## START PAGE

While the band was formed before Joplin came along, they became famous shortly after absorbing her as lead singer. The chemistry worked, and soon they released what many consider to be a truly epic rock-n-roll record, the US #1 Cheap Thrills...
Janis Joplin (1.19.43 - 10.4.70) herself was of course an American singer, songwriter and arranger. After dying far too young, Joplin lives on in in our collective memory as a star-crossed member of the "27 club". She first rose to prominence in the late 1960s first as the lead singer of Big Brother and the Holding Company, then briefly as as a solo artist before her untimely passing.
As a teen, Janis Joplin was known as an eccentric around her native Port Arthur, Texas, where her father was a white-shirted engineer at Texaco. Her mom once remarked "She was unhappy and unsatisfied without (receiving a lot of attention). The normal rapport wasn't adequate."
Her friends were other local misfits who introduced her to the music of blues artists such as Leadbelly and Robert Johnson. Joplin joined the church choir to hone her skills locally while listening to blues singers such as Big Mama Thornton. Primarily an aspiring painter while still in school, among her high school classmates was future Dallas Cowboys coach Jimmy Johnson.

## END PAGE
## START SUPPLIED INFORMATION

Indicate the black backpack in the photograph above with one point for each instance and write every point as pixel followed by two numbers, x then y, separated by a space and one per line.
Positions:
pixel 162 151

## END SUPPLIED INFORMATION

### GIVEN PROBLEM 1
How would you say this sentence from the Janis Joplin text in Spanish: "Her friends were other local misfits who introduced her to the music of blues artists such as Leadbelly and Robert Johnson."
### GIVEN PROBLEM 2
According to the Janis Joplin text, what was her father's job?

### WRITTEN SOLUTION 1
Sus amigos eran otros inadaptados de la zona que le dieron a conocer la música de artistas de blues como Leadbelly y Robert Johnson.

### WRITTEN SOLUTION 2
He was an engineer at Texaco.